*INFORMATION GIVEN*:
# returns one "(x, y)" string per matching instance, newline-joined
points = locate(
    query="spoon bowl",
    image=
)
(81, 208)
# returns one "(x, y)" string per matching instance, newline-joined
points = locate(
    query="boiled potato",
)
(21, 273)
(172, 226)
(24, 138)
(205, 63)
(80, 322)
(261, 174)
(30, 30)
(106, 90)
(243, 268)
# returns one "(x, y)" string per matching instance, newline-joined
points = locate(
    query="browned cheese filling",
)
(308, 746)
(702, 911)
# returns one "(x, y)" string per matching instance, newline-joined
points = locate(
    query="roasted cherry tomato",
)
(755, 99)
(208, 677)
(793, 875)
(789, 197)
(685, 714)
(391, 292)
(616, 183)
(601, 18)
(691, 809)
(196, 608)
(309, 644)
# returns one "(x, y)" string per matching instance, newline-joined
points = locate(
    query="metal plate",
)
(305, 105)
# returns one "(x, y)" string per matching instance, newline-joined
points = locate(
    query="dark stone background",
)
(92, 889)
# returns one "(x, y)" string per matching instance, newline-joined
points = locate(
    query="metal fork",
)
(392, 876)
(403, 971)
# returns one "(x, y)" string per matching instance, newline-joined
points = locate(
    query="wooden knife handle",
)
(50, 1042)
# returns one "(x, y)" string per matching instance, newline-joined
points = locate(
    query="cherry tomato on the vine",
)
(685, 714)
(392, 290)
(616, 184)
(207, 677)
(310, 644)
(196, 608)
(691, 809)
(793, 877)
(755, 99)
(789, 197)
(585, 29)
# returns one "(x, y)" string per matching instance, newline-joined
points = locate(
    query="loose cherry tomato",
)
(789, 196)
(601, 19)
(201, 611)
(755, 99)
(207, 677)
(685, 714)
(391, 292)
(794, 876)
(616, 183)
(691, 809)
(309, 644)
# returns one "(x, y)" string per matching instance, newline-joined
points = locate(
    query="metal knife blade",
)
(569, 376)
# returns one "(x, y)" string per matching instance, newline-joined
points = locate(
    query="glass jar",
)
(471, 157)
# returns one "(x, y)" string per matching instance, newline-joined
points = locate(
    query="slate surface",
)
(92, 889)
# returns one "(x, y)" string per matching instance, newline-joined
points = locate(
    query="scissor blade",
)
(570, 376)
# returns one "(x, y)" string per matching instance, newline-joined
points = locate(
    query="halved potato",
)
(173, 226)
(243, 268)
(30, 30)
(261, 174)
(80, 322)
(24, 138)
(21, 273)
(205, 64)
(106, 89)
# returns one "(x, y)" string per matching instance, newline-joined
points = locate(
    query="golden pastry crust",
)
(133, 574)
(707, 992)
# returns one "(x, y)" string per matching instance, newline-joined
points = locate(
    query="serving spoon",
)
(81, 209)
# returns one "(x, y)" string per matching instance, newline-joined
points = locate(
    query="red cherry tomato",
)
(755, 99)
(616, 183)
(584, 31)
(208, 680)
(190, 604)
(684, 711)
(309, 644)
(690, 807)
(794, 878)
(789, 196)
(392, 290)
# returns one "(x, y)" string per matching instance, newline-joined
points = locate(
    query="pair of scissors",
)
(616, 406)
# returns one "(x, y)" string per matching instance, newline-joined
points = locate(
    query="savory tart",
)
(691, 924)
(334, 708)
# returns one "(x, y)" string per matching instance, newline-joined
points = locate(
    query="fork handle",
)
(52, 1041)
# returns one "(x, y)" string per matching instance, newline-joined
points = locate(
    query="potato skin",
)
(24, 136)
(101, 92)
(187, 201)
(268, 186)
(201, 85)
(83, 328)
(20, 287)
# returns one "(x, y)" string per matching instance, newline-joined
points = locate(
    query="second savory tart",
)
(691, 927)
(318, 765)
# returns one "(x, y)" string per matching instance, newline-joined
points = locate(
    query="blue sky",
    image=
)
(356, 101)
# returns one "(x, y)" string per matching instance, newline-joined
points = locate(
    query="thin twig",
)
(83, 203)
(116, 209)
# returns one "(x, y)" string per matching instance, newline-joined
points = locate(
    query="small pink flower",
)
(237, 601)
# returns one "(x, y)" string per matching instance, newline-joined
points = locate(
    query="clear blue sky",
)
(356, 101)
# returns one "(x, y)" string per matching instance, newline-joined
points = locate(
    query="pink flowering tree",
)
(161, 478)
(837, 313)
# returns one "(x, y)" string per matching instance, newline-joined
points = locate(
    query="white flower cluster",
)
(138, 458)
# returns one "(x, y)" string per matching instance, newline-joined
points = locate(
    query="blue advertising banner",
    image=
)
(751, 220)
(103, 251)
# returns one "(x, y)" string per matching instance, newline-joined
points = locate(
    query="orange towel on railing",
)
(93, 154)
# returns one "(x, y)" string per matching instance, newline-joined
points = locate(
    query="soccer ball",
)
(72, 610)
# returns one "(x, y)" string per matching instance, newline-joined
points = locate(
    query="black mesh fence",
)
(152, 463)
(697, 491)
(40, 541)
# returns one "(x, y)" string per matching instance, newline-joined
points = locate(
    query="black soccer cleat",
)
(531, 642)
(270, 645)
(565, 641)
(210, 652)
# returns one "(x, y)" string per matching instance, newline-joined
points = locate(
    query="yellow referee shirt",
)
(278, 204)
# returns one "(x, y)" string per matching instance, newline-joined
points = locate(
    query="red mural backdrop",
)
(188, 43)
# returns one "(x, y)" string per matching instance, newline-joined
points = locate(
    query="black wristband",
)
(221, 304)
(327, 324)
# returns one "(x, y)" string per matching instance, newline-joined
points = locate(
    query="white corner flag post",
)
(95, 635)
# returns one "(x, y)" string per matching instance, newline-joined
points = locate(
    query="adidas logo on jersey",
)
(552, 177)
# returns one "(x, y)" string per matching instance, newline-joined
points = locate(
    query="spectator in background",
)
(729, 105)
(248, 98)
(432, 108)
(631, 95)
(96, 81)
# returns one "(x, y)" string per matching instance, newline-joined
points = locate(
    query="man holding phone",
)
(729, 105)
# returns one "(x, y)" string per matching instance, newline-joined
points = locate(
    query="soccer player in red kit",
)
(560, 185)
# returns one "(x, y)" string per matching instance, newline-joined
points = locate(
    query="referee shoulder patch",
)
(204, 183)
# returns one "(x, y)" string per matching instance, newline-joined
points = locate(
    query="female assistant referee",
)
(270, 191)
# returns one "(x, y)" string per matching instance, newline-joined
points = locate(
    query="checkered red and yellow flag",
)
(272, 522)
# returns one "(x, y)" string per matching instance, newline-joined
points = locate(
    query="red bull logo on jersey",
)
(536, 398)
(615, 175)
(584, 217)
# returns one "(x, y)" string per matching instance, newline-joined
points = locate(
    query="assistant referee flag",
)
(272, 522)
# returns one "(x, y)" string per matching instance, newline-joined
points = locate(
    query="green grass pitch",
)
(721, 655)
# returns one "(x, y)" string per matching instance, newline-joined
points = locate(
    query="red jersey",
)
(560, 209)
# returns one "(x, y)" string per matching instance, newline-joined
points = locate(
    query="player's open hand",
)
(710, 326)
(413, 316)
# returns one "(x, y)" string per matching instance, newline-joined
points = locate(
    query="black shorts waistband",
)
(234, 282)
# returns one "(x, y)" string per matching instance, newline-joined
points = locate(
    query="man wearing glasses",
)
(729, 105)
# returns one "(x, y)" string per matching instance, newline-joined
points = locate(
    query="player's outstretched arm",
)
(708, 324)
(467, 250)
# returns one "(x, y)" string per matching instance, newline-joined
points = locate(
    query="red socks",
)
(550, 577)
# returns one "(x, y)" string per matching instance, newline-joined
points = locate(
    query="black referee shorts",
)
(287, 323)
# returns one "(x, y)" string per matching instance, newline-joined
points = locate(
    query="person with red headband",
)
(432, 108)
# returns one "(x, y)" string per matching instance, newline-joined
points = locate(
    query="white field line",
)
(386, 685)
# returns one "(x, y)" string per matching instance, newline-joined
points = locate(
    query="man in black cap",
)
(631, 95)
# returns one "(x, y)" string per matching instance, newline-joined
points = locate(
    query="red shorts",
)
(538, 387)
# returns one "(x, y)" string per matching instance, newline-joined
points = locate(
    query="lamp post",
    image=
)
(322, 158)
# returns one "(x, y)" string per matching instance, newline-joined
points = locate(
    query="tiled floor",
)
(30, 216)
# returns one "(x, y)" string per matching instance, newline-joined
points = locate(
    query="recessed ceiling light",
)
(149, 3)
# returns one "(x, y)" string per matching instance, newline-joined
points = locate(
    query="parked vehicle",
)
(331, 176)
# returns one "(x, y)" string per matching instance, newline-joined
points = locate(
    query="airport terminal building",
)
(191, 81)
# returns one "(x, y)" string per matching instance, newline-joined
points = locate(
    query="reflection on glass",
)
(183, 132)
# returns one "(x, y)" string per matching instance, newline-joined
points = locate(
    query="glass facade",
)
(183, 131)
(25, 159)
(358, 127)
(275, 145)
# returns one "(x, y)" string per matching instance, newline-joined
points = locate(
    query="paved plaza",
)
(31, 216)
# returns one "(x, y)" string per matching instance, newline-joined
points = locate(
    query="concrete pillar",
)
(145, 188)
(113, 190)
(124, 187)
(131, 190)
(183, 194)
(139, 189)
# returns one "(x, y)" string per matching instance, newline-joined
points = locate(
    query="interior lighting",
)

*INSTRUCTIONS FOR THE TASK*: Please filter the entries above down to the lines holding "post" and copy them.

*EXERCISE ANSWER*:
    query="white corner flag post",
    query="lamp post",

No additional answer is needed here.